Goals -
a) According to the Brexit commentary, which legal system is the most popular for resolving disputes between parties from different countries who contract together for business?
b) Gather every line in the rows that contains the string "overhang", treating uppercase and lowercase as different.

Given text -
News & Commentary

Britain’s Island of Stability in the Post-Brexit Era

Even Britain’s most fervent Leavers would admit that Brexit, if and when it actually happens, is expected to bring about some dramatic changes in the UK. In the face of the uncertainties, which will only increase if there is a so-called “no deal” Brexit, there is still one bastion of influence that is likely to remain in place, at least for the foreseeable future: the dominance of English law in international commercial transactions.

English law is continuously and consistently the most popular legal system for the resolution of disputes between parties from different countries who contract together for business purposes. Impressively, this fact is also true where those transactions have little or no connection at all to England and Wales. Indeed, most of the work of Asserson’s litigation department arises from these types of circumstances. An illustrative example, realistic in all aspects, is of a Dutch entrepreneur residing in the Netherlands who invests in a textile factory in Nigeria, and for this purpose contracts with a local company in Lagos. In addition to the numerous provisions that a contract of this nature is likely to include – mutual obligations, timeframe for performance, payment, and shipping – such contracts are also likely to include a provision that sets out how future disputes between them would be resolved. Clearly this clause is crucial in the event of a dispute, although at the time of transacting it is sometimes overlooked due to its inherently divisive nature in a time where the parties are optimistic about embarking together on a new exciting economic adventure.

(Source records)
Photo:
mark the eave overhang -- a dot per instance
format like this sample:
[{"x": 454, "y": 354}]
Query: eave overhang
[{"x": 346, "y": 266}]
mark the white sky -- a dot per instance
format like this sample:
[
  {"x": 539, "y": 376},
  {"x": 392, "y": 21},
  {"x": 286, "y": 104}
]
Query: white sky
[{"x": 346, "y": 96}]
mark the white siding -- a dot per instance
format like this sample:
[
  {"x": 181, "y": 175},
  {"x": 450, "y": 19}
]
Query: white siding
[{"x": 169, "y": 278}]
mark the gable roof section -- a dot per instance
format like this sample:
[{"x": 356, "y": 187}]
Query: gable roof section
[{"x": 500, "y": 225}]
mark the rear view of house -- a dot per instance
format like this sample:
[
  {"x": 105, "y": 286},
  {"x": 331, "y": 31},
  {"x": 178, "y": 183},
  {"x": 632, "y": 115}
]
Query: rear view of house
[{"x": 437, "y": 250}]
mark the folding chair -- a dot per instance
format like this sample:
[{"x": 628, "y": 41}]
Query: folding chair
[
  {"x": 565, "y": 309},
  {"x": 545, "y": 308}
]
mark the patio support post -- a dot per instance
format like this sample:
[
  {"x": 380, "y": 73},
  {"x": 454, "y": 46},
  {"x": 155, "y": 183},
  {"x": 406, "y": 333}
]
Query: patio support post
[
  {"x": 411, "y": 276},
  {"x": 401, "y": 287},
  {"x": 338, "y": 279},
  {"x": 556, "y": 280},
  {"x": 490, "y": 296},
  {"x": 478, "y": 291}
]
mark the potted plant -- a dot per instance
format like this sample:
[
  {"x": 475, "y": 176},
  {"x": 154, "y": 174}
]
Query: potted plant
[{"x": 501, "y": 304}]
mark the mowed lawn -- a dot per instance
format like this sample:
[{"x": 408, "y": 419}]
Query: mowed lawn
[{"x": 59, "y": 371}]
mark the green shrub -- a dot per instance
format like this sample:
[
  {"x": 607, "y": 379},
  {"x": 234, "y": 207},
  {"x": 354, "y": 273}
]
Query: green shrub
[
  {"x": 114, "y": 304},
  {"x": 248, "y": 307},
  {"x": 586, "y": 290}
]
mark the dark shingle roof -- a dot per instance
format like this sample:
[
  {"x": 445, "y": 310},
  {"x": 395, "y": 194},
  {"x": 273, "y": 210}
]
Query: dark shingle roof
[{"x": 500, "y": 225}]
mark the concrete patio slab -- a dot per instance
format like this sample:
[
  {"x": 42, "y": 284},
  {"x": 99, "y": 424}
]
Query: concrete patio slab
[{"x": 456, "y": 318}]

Task solutions -
a) English law.

b)
mark the eave overhang -- a dot per instance
Query: eave overhang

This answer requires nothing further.